#### [Problem description]
Return every line of the records below that contains the word "positive", copying each line in full.

#### [Data]

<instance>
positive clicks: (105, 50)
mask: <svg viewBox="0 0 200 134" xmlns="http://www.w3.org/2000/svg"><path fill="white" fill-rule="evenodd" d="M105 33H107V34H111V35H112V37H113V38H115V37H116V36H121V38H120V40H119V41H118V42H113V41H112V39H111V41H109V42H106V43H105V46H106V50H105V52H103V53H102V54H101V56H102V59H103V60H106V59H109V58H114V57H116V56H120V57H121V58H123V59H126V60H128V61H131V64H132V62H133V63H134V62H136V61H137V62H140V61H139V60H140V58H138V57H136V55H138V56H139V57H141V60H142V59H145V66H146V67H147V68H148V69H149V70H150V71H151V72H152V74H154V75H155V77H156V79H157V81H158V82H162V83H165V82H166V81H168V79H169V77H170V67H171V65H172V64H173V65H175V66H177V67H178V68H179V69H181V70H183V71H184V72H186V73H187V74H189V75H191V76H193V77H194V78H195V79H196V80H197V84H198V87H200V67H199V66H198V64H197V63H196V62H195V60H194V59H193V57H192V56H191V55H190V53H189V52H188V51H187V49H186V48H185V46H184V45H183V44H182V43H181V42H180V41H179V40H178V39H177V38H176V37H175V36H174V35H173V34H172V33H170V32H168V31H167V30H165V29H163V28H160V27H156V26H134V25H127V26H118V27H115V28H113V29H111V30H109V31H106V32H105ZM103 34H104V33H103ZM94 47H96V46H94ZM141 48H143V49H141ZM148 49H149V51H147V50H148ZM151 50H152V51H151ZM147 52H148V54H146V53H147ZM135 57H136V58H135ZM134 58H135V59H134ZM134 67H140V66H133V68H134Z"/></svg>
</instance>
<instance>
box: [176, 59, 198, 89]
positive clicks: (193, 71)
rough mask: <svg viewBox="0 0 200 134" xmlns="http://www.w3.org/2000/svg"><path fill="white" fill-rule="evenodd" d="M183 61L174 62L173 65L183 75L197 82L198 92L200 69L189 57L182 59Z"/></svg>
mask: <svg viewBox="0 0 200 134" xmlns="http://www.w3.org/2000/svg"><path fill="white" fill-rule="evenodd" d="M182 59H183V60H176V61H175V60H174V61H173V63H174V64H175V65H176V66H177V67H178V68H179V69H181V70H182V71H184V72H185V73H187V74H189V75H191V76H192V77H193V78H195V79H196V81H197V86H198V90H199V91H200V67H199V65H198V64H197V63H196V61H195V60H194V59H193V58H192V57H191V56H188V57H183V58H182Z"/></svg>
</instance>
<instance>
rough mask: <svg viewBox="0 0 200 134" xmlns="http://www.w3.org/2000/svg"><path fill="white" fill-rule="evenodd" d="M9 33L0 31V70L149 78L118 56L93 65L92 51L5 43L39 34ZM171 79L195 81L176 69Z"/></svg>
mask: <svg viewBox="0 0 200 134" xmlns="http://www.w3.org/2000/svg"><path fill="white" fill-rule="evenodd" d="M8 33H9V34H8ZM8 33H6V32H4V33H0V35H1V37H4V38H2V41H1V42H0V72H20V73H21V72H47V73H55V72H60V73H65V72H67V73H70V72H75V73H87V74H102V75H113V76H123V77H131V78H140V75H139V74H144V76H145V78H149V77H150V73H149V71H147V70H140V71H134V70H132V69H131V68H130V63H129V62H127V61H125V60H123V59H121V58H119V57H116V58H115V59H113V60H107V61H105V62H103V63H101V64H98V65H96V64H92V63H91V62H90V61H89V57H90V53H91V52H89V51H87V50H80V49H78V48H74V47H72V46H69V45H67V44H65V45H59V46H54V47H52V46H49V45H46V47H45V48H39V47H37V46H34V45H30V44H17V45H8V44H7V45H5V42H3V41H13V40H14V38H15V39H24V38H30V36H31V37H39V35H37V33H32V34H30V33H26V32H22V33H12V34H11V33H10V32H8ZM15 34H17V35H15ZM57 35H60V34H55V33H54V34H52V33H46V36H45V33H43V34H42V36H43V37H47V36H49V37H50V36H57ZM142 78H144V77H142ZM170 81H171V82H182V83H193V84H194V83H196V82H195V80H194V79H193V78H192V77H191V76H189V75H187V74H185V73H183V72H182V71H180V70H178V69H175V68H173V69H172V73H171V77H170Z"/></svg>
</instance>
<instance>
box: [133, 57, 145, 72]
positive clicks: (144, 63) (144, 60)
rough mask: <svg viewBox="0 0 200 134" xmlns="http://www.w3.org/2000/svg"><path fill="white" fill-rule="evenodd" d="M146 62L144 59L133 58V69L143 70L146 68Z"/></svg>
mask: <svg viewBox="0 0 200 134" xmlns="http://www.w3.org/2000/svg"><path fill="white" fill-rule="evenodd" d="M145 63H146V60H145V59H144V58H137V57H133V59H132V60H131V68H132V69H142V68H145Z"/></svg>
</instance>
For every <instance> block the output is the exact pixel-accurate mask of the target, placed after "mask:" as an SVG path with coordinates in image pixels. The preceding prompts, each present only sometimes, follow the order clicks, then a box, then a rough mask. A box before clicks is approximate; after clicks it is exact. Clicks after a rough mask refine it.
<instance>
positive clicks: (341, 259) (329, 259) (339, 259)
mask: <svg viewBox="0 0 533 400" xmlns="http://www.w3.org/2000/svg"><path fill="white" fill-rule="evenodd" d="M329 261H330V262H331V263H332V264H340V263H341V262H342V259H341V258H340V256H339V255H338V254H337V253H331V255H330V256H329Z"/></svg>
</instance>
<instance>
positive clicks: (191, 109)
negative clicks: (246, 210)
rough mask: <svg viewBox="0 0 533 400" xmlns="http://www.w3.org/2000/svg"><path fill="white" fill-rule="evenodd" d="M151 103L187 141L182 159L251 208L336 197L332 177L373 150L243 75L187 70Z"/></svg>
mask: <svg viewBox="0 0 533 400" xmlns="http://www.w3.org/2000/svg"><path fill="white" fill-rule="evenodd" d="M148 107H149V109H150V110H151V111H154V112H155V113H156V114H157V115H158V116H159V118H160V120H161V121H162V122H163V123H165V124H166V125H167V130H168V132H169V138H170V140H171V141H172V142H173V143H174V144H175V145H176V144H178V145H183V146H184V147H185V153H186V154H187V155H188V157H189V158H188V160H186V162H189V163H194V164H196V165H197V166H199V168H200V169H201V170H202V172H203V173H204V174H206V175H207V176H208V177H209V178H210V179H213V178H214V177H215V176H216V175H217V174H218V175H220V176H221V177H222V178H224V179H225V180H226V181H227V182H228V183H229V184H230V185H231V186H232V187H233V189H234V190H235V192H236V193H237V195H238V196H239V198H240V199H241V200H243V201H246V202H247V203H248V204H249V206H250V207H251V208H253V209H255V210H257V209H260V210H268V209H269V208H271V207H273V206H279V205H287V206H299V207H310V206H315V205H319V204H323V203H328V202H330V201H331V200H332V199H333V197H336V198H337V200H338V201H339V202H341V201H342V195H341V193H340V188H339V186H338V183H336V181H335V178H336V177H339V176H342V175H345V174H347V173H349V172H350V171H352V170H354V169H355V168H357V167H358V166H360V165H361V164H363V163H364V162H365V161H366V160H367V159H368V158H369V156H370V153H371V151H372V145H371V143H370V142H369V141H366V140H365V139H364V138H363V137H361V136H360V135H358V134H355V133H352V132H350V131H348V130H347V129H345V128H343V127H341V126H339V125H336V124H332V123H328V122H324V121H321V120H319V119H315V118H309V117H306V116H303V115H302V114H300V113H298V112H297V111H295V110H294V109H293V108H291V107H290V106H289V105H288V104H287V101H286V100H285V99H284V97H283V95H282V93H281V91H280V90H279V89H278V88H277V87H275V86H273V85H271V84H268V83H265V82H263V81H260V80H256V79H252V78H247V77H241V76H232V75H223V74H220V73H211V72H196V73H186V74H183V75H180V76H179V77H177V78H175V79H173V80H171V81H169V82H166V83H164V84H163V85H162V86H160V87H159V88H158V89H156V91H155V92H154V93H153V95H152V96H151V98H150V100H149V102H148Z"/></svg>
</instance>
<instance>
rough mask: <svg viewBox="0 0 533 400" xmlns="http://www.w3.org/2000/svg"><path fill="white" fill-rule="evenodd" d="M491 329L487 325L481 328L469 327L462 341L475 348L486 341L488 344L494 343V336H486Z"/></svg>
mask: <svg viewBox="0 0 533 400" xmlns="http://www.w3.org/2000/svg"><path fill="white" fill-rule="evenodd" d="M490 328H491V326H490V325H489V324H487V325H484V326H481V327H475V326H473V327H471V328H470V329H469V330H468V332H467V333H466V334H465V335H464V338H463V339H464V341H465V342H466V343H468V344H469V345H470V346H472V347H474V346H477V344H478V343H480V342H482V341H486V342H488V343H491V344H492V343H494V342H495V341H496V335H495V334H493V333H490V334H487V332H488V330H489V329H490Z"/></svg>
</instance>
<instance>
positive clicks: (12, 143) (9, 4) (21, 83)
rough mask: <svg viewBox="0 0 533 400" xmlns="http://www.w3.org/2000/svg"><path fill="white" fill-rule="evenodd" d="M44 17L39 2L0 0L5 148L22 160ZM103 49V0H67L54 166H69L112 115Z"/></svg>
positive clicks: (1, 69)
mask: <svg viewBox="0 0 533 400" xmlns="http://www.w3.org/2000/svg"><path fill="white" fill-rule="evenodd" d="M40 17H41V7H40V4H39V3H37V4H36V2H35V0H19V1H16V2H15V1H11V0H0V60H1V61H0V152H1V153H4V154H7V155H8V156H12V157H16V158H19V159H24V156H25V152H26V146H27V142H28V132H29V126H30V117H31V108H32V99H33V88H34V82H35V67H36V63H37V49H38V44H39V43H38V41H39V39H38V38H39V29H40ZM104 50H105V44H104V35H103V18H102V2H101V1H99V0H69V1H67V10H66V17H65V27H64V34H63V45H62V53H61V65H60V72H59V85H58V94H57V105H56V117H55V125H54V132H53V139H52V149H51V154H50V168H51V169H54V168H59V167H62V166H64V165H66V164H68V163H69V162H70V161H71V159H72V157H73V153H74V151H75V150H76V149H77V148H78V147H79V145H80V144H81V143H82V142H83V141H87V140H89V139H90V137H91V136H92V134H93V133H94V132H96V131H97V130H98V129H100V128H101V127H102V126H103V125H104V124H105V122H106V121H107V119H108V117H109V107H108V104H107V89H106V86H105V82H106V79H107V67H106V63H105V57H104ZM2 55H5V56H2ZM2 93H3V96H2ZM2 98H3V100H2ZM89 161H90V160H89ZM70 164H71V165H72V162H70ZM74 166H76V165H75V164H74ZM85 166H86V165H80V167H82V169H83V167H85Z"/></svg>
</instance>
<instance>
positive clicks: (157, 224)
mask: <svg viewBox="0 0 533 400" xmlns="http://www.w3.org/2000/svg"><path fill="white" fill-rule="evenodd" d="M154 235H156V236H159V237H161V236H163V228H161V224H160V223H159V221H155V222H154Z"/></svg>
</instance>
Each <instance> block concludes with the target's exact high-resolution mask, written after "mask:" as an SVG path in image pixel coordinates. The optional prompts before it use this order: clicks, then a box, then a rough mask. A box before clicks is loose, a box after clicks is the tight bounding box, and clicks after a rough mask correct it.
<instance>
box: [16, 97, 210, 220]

#### [Task answer]
positive clicks: (105, 50)
positive clicks: (193, 71)
positive clicks: (144, 63) (144, 60)
positive clicks: (341, 259) (329, 259) (339, 259)
positive clicks: (191, 109)
positive clicks: (12, 143) (9, 4) (21, 83)
positive clicks: (1, 69)
positive clicks: (157, 224)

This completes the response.